Recorded data:
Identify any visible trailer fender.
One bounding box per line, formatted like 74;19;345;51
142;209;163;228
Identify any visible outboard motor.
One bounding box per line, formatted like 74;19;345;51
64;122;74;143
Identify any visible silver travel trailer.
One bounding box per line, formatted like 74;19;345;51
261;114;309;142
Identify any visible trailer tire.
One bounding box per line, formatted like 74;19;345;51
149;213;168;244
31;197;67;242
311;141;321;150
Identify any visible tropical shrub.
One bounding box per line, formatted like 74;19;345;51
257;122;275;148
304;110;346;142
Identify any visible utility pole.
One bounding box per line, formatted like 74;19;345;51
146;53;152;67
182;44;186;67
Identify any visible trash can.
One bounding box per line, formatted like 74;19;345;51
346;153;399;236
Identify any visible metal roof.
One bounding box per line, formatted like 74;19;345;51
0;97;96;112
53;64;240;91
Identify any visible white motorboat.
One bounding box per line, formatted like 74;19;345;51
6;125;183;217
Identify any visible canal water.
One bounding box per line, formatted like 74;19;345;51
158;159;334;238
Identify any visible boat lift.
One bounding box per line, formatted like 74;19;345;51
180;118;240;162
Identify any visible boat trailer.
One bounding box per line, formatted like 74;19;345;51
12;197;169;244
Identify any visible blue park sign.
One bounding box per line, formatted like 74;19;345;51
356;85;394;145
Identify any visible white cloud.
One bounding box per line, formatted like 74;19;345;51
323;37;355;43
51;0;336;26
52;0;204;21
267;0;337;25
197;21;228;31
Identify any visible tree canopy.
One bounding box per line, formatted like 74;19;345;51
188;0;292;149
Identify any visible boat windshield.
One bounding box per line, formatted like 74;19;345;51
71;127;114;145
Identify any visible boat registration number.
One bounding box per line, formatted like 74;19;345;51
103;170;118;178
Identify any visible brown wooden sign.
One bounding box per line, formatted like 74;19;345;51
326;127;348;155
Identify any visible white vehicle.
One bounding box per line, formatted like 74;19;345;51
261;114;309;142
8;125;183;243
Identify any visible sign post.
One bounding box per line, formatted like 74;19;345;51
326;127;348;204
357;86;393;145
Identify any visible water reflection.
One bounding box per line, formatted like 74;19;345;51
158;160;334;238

Job:
Pull out every line in the items above that contains the string "water", treating uppercase and lowercase as different.

Response to the task:
Identify any visible canal water.
Identify any visible water reflection.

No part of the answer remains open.